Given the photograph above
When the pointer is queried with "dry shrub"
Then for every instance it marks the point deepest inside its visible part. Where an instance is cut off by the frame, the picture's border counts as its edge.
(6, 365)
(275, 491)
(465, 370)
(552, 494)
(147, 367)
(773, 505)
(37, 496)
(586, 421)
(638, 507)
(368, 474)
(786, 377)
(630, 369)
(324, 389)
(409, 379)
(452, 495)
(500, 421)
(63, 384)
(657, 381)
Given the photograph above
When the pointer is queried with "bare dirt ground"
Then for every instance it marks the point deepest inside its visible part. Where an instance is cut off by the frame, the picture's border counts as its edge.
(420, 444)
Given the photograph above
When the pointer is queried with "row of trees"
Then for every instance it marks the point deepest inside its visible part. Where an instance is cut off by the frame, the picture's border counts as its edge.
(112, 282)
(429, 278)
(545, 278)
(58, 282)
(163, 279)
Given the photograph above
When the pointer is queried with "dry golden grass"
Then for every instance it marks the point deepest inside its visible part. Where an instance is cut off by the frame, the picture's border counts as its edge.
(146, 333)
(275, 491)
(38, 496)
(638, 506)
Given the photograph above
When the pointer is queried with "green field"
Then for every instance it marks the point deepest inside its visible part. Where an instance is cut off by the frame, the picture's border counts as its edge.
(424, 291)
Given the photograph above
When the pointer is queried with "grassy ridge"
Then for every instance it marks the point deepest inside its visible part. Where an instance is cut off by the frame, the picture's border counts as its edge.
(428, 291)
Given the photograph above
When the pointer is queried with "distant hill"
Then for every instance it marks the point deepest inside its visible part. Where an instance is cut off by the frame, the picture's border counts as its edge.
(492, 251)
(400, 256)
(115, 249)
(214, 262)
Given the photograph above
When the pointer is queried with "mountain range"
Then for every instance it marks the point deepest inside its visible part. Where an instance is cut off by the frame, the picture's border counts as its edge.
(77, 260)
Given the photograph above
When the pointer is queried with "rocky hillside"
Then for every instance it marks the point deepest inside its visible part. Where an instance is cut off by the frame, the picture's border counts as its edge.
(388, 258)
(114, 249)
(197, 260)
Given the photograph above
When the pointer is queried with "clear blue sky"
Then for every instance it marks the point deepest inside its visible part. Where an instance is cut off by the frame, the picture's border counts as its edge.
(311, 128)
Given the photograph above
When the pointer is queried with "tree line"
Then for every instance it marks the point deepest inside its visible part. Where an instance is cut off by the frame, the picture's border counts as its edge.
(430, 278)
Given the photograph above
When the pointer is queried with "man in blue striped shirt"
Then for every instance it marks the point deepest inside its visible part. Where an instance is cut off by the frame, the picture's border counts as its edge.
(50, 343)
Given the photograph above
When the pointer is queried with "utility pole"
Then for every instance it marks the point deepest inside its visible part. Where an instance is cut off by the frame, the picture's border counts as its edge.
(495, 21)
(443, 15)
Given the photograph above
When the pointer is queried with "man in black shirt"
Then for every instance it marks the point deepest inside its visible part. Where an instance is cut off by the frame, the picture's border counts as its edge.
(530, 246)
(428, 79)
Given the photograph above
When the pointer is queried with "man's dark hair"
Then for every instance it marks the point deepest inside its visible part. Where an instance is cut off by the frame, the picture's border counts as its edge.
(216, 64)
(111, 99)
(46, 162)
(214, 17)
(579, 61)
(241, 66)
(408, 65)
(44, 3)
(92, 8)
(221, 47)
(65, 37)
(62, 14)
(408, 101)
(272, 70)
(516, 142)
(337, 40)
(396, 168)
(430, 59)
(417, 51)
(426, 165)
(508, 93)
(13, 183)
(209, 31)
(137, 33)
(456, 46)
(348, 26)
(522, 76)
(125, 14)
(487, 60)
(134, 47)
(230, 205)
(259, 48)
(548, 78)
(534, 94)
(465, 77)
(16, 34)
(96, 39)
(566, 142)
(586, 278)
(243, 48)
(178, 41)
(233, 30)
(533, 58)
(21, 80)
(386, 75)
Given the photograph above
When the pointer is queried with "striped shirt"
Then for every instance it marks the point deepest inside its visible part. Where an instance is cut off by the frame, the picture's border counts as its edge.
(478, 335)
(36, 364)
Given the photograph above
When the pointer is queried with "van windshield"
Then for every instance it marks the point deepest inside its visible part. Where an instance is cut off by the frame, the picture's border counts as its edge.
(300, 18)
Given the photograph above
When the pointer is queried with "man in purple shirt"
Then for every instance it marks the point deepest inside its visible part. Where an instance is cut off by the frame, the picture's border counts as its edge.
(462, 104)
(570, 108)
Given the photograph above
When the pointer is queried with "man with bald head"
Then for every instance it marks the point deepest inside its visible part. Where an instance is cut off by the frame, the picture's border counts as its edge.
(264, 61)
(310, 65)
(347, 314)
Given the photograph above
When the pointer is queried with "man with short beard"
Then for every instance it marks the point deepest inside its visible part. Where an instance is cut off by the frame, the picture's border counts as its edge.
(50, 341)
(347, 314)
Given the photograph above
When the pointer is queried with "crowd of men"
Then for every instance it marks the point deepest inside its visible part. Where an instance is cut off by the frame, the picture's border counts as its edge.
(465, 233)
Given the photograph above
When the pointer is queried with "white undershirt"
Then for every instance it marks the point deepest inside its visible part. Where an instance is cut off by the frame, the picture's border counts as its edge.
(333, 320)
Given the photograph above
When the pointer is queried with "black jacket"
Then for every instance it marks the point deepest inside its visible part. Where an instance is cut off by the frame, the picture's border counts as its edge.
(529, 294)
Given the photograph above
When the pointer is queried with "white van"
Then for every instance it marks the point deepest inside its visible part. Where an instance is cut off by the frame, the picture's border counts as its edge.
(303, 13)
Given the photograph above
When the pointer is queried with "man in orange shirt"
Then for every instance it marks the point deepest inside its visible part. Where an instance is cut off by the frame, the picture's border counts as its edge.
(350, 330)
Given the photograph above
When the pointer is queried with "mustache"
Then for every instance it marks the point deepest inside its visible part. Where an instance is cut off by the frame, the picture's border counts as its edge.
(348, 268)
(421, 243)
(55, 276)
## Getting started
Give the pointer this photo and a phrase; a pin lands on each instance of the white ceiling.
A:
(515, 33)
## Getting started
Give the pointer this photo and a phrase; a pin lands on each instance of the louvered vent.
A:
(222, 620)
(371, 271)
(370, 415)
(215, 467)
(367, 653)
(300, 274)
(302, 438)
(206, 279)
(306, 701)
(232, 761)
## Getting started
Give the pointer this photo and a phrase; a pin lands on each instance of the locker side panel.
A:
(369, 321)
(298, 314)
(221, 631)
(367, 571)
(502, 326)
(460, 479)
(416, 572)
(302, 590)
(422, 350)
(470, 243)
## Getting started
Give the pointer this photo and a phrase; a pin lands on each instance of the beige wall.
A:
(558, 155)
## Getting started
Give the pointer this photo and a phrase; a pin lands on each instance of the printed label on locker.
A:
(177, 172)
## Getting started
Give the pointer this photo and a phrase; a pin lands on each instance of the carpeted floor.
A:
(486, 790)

■ Exercise prompt
Output the records above precisely.

■ Response to the exercise
Given the photograph above
When the pointer is queried with "dry shrub"
Then for every instance it marks the point deepest inside its visible part. Where an instance is cut off by the frame, the picture's border counts as its edge.
(6, 365)
(275, 491)
(465, 370)
(552, 494)
(147, 367)
(773, 505)
(37, 496)
(586, 421)
(638, 507)
(368, 474)
(786, 377)
(630, 369)
(324, 389)
(409, 379)
(452, 495)
(500, 421)
(63, 384)
(657, 381)
Given the photograph above
When the pointer is queried with "bare dirt ground"
Then for every instance it marks the point deepest inside its visible part. Where an instance is cut off by the frame, the picture's border counts as its edge.
(420, 444)
Given the photograph above
When the pointer is queried with "row of trees"
Then for every instance it marks the point deepest inside its visible part. Where an instance is cut off by the frame, the picture's border counts as its edge.
(112, 282)
(429, 278)
(545, 278)
(58, 282)
(163, 279)
Given the photograph above
When the pointer is queried with "dry golden grass"
Then for every instance it marks the point deepest inside its visible part. Where an instance is cut off by the frame, the picture's border counts as its edge.
(146, 333)
(275, 491)
(38, 496)
(638, 506)
Given the photograph above
When the pointer is queried with "green field"
Then for every instance it marks the point deepest inside its visible part. Where an instance is cut off by the frame, the picture's border counts as its edge.
(424, 291)
Given the photograph above
When the pointer is queried with "grassy ridge"
Then for every instance it marks the point deepest inside its visible part. Where an instance is cut off by the frame, the picture's border counts as its edge.
(428, 291)
Given the photograph above
When the pointer is queried with "distant hill"
Then for every instance it marks the point deepest inside its visible part. Where an instance is cut off by the frame, the picture's border counts as its edge.
(492, 251)
(400, 256)
(115, 249)
(214, 262)
Given the photograph above
When the pointer is queried with "mountain range"
Then for every instance it marks the point deepest inside its visible part. Where an instance is cut off by the frame, the picture's border counts as its edge.
(77, 260)
Given the photograph above
When the pointer is queried with "rocky hillside"
Then for every instance it marks the point deepest inside its visible part. Where an instance is cut off by the frame, the picture's border counts as its edge.
(388, 258)
(114, 249)
(197, 260)
Given the photograph above
When the pointer is queried with "clear blue sky"
Then for every instance it marks the point deepest inside its visible part. Where an instance is cut off by the frame, the picture's border counts as its edge.
(311, 128)
Given the photograph above
When the pointer is queried with "tree line"
Then for every instance it marks the point deepest inside its visible part. Where an instance is cut off by the frame, the picture's border counts as its edge.
(430, 278)
Given the photograph above
When the pointer is queried with "man in blue striped shirt"
Then for every instance it marks the point deepest inside its visible part. Where an instance is cut off by the frame, the picture's border counts as its edge.
(50, 343)
Given the photograph above
When the pointer is queried with "utility pole"
Then for every instance it marks the point deepest inside its visible part. Where an instance is cut off by the frame, the picture's border counts as its edge.
(495, 21)
(443, 15)
Given the photograph above
When the pointer is queried with "man in black shirt"
Then for every instance it marks the point deepest inside its visible part. Where an instance is cut off by the frame, the picture's border counts as its edge.
(530, 246)
(428, 79)
Given the photograph above
When the pointer is queried with "man's dark hair"
Then for every instance it marks the point deepest inside its visible part. Where an instance is cut off by the frame, the picture's border counts as its edge.
(216, 64)
(111, 99)
(46, 162)
(214, 17)
(579, 61)
(241, 66)
(408, 65)
(44, 3)
(92, 8)
(221, 47)
(65, 37)
(62, 14)
(408, 101)
(272, 70)
(516, 142)
(337, 40)
(396, 168)
(430, 59)
(417, 51)
(426, 165)
(508, 93)
(13, 183)
(209, 31)
(137, 33)
(456, 46)
(348, 26)
(522, 76)
(125, 14)
(487, 60)
(134, 47)
(230, 205)
(259, 48)
(548, 78)
(534, 94)
(465, 77)
(16, 34)
(96, 39)
(566, 142)
(586, 278)
(243, 48)
(178, 41)
(233, 30)
(533, 58)
(21, 80)
(386, 75)
Given the photograph above
When the pointer is queried with "striped shirt"
Then for every instance it marks the point deepest inside its visible part. Where an instance is cut off by the frame, the picture's border counts as its edge.
(478, 335)
(36, 364)
Given the photograph above
When the pointer is queried with "van windshield"
Then for every instance it marks the point deepest inside its visible part. Where an instance is cut off by the frame, the picture's border counts as its edge.
(300, 18)
Given the photograph above
When the pointer is queried with "man in purple shirt"
Then for every instance it marks the point deepest inside its visible part. Where an instance is cut off by the frame, the picture's border counts as its edge.
(462, 104)
(570, 108)
Given the photograph above
When the pointer is queried with "man with bald head"
Then for every instance it marks the point deepest inside its visible part. Where an instance is cut off by the frame, the picture's border counts as its edge.
(264, 61)
(310, 65)
(347, 314)
Given the photograph above
When the pointer is queried with "man with short beard"
Then for every instance it marks the point deepest inside its visible part. Where an instance is cut off by the frame, the picture's border counts as its edge.
(50, 341)
(347, 314)
Given the photograph above
When the pointer is queried with "crowd of men"
Then for every instance it marks the point deepest inside its visible part. Where an instance is cut off by the frame, the picture's border counts as its edge.
(465, 233)
Given the photograph above
When the pointer is queried with "white undershirt"
Then for every instance it marks the point deepest inside its visible part. Where an instance is cut off by the frame, the picture's border counts as its edge.
(333, 320)
Given the photograph above
When the pointer is queried with "black jacket"
Then for every instance it marks the point deepest inside its visible part. Where an instance is cut off by the frame, the picture's border counts as its edge.
(529, 294)
Given the photograph above
When the pointer is queried with "white van"
Then for every instance it marks the point deepest inside its visible part. Where an instance is cut off by the frame, the picture's border counts as its edge.
(303, 13)
Given the photograph above
When the pointer is queried with "man in orange shirt"
Then for every instance it marks the point deepest inside its visible part. Where an instance is cut off by the frame, the picture's border counts as its edge.
(350, 330)
Given the photograph above
When the pointer is queried with "mustache"
Then for every instance it marks the point deepest inside its visible part. Where an instance is cut off by the frame, the picture's border counts as its edge.
(348, 268)
(421, 243)
(55, 276)
## Getting started
Give the pointer this photo and a phrase; a pin lands on each instance of the white ceiling.
A:
(515, 33)
## Getting started
Give the pointer this photo and a phrase; a pin lands on each instance of the louvered vent.
A:
(222, 620)
(371, 271)
(370, 415)
(215, 467)
(367, 653)
(300, 274)
(302, 438)
(206, 279)
(306, 701)
(232, 761)
## Getting started
Give the pointer this photo and a phrase; a pin lands on each instance of the locker side panel.
A:
(369, 321)
(298, 314)
(221, 631)
(367, 571)
(502, 326)
(460, 479)
(416, 572)
(302, 590)
(422, 350)
(470, 243)
## Getting started
Give the pointer this photo and a phrase; a pin lands on each instance of the beige wall.
A:
(558, 155)
## Getting started
Give the pointer this photo and a phrase; a pin lands on each instance of the printed label on locker.
A:
(177, 172)
## Getting started
Give the pointer this photo and a phrase; a pin lands on each instance of the carpeted floor.
A:
(486, 790)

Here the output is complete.